**QUOTED PASSAGE**
The top-level permissions mapping specifies one or more permission levels to apply to all resources defined in the bundle. If you want to apply permissions to a specific resource, see Define permissions for a specific resource.

Allowed top-level permission levels are CAN_VIEW, CAN_MANAGE, and CAN_RUN.

The following example in a bundle configuration file defines permission levels for a user, group, and service principal, which are applied to all jobs, pipelines, experiments, and models defined in resources in the bundle:

permissions:
  - level: CAN_VIEW
    group_name: test-group
  - level: CAN_MANAGE
    user_name: someone@example.com
  - level: CAN_RUN
    service_principal_name: 123456-abcdef

artifacts

The top-level artifacts mapping specifies one or more artifacts that are automatically built during bundle deployments and can be used later in bundle runs. Each child artifact supports the following mappings:

  • type is required. To build a Python wheel file before deploying, this mapping must be set to whl.
  • path is an optional, relative path from the location of the bundle configuration file to the location of the Python wheel file’s setup.py file. If path is not included, the Databricks CLI will attempt to find the Python wheel file’s setup.py file in the bundle’s root.

**RECORD EXCERPTS**
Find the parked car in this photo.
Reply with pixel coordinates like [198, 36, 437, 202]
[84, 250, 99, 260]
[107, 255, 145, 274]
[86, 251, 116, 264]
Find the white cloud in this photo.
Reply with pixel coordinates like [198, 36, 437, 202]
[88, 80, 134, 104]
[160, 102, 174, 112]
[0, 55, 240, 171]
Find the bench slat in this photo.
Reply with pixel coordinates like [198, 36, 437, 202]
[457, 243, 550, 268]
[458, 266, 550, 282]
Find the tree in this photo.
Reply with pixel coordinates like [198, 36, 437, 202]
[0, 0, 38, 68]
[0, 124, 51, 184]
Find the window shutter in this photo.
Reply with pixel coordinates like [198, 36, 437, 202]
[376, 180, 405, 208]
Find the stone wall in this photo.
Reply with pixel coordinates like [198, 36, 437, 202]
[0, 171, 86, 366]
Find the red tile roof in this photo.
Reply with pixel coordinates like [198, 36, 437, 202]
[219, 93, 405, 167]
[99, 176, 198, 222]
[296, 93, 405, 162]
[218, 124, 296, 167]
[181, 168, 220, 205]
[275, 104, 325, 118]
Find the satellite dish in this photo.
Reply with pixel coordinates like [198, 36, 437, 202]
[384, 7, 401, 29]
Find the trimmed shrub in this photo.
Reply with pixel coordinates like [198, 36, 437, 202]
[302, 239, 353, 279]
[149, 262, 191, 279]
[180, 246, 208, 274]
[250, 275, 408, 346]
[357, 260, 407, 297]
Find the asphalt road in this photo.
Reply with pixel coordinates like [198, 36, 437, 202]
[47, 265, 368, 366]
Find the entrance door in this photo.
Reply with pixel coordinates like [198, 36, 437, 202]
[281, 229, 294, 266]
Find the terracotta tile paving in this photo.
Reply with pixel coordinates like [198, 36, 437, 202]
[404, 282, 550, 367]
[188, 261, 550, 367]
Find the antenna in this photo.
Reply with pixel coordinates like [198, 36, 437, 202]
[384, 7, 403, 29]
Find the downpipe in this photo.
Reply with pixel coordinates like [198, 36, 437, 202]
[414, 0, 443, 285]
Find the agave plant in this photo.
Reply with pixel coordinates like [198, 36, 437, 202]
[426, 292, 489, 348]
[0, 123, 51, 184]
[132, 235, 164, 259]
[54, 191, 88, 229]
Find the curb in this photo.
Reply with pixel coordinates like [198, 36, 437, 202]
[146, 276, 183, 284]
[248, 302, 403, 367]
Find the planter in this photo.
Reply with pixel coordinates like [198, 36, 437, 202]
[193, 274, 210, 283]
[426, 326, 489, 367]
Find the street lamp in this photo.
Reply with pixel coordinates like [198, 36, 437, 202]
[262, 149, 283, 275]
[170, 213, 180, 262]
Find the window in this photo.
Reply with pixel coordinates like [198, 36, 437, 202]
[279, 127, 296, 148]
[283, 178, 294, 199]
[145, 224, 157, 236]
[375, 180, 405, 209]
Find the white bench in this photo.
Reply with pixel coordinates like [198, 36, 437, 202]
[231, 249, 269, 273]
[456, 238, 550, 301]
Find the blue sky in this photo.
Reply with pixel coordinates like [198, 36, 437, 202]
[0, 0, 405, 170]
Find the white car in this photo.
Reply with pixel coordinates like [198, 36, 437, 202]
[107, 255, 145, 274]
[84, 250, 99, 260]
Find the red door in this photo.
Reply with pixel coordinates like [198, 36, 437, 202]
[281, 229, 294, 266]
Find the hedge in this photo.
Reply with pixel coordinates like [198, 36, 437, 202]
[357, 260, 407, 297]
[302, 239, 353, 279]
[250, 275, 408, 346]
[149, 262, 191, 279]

**EXERCISES TO COMPLETE**
a – According to the bundle configuration excerpt, what must the type mapping be set to in order to build a Python wheel file before deploying?
b – Quote the bundle configuration excerpt word for word, beginning at the words "The top-level permissions" and stopping after "a specific resource.".
c – Extend the bundle configuration excerpt past its final sentence.

**THE ANSWERS**
a – It must be set to whl.

b –
The top-level permissions mapping specifies one or more permission levels to apply to all resources defined in the bundle. If you want to apply permissions to a specific resource, see Define permissions for a specific resource.

c –
  • files is an optional mapping that includes a child source mapping, which you can use to specify non-default locations to include for complex build instructions. Locations are specified as relative paths from the location of the bundle configuration file.
  • build is an optional set of non-default build commands that you want to run locally before deployment. For Python wheel builds, the Databricks CLI assumes that it can find a local install of the Python wheel package to run builds, and it runs the command python setup.py bdist_wheel by default during each bundle deployment. To specify multiple build commands, separate each command with double-ampersand (&&) characters.

For more information, including a sample bundle that uses artifacts, see Develop a Python wheel file using Databricks Asset Bundles.

Tip

You can define, combine, and override the settings for artifacts in bundles by using the techniques described in Define artifact settings dynamically in Databricks Asset Bundles.

include

The include array specifies a list of path globs that contain configuration files to include within the bundle. These path globs are relative to the location of the bundle configuration file in which the path globs are specified.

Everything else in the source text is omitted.